▶ _Tâche demandée 1_
Comment traduire en anglais cette phrase de la décision : « Le locataire a quitté le logement en août 2017. » ?
▶ _Tâche demandée 2_
D'après la décision, quel était le montant du loyer mensuel prévu au bail ?
▶ _Tâche demandée 3_
Pouvez-vous recopier mot pour mot le passage de la décision qui s'ouvre sur les mots contenant « [1]      Le locataire » et se termine par « mensuel de 680 $. » ?

474901 31 20190807 G

No demande :

2821482

 

 

Date :

12 mars 2020

Régisseure :

Francine Jodoin, juge administrative

 

Salim Djeaiou

 

Locataire - Partie demanderesse

c.

Jean-Louis Pommier

 

Locateur - Partie défenderesse

D É C I S I O N

 

 

[1]      Le locataire réclame des dommages-intérêts d’un montant de 1 500 $, l’exécution provisoire est les frais de la demande.

[2]      Il s’agit d’un bail du 1er juillet 2017 au 30 juin 2018, au loyer mensuel de 680 $.

[3]      Le locataire a quitté le logement en août 2017.

[4]      Le locataire explique qu’il avait auparavant introduit un recours contre le locateur qui a été rejeté sommairement au motif d’absence de notification dans un délai déraisonnable[1]. Le Tribunal ajoute même :

« [20] Tel que déjà mentionné, il existe des dispositions afin qu’un justiciable ne perde pas ses droits de se pourvoir en justice advenant que son recours soit jugé irrecevable pour défaut de notification dans un délai raisonnable. »

▶ _Extraits de données_
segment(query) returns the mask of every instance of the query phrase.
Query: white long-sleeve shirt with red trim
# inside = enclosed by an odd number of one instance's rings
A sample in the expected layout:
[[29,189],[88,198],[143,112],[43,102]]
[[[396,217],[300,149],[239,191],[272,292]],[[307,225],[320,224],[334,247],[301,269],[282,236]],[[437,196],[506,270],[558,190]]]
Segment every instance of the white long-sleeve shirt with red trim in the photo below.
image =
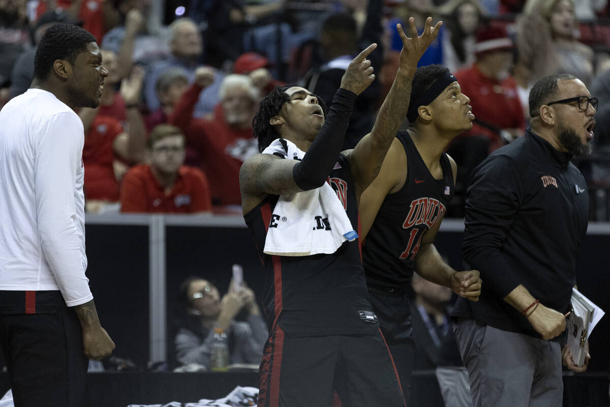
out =
[[0,111],[0,290],[93,297],[85,275],[82,123],[52,93],[29,89]]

▶ _Réponse attendue 1_
The tenant left the dwelling in August 2017.

▶ _Réponse attendue 2_
Le loyer mensuel était de 680 $.

▶ _Réponse attendue 3_
[1]      Le locataire réclame des dommages-intérêts d’un montant de 1 500 $, l’exécution provisoire est les frais de la demande.

[2]      Il s’agit d’un bail du 1er juillet 2017 au 30 juin 2018, au loyer mensuel de 680 $.